§ Written task
Locate every line in the rows below that contains the word "trailer" and copy each of those lines.

-=-=-=-=-

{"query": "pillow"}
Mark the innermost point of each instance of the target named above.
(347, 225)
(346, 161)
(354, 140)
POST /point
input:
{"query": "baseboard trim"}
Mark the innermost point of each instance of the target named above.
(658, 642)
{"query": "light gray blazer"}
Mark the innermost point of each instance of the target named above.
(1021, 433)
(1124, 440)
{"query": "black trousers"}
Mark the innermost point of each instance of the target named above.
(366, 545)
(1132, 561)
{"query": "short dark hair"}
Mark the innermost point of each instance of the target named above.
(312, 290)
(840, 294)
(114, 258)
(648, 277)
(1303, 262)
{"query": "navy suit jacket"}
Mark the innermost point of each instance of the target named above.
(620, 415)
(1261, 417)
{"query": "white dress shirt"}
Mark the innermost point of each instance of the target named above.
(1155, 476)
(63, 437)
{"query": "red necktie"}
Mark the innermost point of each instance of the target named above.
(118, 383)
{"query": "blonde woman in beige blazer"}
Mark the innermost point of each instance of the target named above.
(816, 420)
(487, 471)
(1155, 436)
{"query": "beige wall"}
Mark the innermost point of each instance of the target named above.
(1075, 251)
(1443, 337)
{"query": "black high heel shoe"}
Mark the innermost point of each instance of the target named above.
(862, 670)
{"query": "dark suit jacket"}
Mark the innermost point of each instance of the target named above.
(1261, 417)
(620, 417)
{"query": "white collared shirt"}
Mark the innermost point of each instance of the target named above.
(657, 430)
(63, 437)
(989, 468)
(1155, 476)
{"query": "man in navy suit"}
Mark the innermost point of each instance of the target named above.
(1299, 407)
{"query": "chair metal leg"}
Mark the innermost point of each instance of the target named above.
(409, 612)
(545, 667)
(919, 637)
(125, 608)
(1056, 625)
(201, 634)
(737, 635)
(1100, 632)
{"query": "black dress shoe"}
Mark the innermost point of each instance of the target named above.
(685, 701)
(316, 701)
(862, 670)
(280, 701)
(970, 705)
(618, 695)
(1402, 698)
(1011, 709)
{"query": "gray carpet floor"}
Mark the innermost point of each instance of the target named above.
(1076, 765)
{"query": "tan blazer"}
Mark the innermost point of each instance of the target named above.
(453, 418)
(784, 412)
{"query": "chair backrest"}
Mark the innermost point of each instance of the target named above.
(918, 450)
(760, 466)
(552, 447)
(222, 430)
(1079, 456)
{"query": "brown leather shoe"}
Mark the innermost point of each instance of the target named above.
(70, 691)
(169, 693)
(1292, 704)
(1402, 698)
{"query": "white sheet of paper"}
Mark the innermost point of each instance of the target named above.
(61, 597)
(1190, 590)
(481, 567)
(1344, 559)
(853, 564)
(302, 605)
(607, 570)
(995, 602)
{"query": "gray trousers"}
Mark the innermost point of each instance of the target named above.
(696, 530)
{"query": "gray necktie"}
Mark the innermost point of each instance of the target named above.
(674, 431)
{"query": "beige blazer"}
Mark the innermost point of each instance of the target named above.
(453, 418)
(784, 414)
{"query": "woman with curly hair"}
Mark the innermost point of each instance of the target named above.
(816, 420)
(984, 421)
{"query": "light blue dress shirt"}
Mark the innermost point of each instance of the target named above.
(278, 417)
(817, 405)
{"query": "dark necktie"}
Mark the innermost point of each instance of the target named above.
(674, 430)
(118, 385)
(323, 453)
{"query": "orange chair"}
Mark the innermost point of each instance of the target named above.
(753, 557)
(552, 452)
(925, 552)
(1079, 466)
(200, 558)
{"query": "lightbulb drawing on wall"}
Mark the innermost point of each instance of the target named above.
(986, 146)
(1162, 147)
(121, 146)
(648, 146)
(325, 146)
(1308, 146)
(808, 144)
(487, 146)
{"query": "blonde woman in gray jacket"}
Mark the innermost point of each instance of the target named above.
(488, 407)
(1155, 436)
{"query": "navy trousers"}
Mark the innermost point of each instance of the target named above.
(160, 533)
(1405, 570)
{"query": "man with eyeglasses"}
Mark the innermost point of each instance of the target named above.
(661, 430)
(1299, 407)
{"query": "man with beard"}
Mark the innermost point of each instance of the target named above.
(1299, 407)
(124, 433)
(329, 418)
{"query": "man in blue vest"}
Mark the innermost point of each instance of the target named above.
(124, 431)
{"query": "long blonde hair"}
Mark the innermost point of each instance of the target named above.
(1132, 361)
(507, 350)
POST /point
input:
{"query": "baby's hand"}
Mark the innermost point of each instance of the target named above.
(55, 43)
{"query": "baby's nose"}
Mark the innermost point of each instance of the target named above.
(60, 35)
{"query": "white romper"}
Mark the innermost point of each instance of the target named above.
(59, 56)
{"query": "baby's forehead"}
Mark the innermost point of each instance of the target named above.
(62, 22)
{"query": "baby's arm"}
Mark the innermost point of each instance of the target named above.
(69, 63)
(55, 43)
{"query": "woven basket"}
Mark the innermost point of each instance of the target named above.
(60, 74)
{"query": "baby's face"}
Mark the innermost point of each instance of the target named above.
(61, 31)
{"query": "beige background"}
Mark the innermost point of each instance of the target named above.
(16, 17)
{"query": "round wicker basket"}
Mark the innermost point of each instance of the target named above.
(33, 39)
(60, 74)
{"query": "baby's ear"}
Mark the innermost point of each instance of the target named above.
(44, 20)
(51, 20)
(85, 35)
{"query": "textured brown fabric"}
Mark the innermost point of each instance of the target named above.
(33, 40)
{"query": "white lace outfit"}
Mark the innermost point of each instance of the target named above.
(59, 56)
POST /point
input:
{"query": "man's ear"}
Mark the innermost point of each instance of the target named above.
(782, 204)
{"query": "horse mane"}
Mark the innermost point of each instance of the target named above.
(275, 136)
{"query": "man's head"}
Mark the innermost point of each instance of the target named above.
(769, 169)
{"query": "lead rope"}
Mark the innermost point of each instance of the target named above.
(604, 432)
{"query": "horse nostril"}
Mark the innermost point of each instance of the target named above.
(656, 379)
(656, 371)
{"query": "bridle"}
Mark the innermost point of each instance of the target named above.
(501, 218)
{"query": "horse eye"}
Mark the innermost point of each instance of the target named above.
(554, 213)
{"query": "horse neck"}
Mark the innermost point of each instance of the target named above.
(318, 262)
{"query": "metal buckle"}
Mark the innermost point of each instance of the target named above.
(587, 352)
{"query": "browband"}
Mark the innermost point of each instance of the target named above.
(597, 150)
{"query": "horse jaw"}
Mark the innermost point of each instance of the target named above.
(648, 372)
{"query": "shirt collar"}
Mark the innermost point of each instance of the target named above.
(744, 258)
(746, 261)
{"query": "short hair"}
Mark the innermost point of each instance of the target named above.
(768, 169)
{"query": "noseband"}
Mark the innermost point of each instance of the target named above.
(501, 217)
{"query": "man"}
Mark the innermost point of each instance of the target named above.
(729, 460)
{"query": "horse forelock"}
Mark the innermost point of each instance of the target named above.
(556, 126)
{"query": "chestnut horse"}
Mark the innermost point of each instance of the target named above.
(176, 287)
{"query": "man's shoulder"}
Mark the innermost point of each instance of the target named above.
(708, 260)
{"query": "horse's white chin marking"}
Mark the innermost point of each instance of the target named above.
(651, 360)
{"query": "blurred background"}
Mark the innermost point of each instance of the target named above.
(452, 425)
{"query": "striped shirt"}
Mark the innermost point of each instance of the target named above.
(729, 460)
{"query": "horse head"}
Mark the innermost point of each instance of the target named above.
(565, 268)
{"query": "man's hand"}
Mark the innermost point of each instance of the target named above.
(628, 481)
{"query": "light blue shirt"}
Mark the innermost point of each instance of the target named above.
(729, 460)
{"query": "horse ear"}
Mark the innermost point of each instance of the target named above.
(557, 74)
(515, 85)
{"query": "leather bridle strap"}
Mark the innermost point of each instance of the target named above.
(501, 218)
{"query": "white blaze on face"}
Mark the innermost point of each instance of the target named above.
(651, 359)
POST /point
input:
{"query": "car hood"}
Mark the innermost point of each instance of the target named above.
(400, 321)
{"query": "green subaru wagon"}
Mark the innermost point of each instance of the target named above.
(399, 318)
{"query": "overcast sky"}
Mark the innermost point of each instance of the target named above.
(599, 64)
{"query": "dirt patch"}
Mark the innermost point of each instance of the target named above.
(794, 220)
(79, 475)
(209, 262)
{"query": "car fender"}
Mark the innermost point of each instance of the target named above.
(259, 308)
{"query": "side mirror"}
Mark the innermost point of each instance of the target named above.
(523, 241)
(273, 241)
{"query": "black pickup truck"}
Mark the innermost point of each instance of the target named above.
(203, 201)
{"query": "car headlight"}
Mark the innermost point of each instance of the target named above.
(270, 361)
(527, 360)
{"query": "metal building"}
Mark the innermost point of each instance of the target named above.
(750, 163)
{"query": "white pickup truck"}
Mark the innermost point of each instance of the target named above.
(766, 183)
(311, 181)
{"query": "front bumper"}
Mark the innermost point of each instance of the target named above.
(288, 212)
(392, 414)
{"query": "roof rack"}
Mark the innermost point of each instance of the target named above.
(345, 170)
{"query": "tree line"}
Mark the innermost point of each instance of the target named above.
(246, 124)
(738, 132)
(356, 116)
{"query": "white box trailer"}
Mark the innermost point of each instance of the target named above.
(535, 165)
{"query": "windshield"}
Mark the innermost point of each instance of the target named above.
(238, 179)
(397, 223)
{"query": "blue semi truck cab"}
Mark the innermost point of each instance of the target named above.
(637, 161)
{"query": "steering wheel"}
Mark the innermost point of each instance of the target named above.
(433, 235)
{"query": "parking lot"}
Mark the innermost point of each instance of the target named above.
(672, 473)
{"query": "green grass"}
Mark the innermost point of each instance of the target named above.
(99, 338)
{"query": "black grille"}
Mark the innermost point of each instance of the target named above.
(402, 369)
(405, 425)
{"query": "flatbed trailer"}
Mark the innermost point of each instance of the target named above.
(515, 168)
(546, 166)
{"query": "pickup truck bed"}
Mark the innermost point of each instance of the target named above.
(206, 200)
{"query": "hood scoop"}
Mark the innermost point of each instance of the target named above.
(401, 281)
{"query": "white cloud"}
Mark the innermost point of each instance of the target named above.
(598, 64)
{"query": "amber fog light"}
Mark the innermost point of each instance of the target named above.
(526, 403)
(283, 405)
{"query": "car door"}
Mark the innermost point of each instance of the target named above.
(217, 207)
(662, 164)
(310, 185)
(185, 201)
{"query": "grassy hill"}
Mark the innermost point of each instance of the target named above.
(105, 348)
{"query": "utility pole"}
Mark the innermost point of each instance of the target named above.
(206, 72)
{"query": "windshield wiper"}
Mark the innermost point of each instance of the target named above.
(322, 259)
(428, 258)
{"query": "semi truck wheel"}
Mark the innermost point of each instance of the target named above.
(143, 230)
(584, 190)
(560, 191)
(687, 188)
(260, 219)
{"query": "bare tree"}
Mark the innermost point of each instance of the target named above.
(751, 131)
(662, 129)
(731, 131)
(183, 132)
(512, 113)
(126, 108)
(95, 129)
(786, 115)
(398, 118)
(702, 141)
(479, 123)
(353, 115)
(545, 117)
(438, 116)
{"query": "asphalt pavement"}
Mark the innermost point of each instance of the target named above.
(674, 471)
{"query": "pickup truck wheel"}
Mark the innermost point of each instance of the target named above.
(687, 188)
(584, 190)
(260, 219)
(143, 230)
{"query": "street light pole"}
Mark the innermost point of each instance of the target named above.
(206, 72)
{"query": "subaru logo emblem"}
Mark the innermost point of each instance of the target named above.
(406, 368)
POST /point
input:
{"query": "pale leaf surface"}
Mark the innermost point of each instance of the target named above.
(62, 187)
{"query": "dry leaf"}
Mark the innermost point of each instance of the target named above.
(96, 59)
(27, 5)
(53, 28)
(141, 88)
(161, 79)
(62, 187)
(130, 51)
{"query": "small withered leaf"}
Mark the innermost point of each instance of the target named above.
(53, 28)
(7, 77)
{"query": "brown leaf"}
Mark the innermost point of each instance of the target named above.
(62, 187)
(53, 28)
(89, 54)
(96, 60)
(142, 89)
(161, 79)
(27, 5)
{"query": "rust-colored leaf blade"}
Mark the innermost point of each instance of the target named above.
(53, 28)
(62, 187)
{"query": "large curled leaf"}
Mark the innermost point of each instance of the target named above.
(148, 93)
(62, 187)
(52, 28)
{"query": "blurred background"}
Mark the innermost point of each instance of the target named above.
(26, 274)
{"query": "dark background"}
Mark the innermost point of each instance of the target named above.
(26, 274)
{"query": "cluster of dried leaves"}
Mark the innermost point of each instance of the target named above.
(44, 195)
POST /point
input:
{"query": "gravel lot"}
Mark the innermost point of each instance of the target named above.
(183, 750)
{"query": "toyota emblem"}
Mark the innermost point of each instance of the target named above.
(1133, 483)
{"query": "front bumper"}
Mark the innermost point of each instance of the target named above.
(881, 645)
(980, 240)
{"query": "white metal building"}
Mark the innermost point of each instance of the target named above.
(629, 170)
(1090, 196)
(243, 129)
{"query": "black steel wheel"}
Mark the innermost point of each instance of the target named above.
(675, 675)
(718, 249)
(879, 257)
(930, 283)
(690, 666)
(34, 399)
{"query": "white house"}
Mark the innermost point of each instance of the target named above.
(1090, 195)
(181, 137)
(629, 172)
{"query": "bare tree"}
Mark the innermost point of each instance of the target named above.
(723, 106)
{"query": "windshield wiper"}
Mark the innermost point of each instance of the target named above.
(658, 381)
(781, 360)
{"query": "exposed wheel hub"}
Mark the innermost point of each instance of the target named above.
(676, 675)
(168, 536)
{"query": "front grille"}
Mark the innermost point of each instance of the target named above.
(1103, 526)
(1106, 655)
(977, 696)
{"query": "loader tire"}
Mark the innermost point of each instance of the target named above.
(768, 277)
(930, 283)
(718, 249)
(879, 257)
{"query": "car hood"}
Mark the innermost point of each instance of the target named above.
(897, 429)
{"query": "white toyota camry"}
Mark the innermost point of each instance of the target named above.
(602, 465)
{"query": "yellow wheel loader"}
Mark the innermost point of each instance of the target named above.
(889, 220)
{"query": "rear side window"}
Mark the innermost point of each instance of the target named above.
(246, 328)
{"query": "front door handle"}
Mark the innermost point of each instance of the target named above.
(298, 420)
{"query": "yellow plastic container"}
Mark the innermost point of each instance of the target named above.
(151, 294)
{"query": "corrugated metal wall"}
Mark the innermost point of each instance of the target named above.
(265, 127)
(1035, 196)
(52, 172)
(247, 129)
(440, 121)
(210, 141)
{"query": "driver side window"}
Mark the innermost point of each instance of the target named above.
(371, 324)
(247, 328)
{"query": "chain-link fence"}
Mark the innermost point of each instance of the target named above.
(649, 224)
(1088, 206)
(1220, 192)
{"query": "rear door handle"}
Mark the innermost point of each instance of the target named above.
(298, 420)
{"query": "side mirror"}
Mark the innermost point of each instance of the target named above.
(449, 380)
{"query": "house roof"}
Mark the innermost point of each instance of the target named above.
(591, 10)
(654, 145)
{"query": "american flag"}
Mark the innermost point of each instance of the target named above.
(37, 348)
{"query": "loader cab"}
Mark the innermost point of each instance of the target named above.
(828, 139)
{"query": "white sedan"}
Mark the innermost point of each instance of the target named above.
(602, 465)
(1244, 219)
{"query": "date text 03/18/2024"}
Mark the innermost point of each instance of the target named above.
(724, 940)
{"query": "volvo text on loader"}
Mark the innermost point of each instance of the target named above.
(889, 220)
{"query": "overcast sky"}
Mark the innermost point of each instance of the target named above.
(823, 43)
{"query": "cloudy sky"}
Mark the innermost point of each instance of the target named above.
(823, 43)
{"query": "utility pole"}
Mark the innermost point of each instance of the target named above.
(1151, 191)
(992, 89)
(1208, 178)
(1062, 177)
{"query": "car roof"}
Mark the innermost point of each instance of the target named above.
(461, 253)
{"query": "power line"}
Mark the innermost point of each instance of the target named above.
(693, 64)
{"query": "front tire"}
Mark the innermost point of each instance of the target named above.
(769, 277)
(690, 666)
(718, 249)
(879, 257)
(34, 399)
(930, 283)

-=-=-=-=-

§ Output
{"query": "white box trailer"}
{"query": "flatbed trailer"}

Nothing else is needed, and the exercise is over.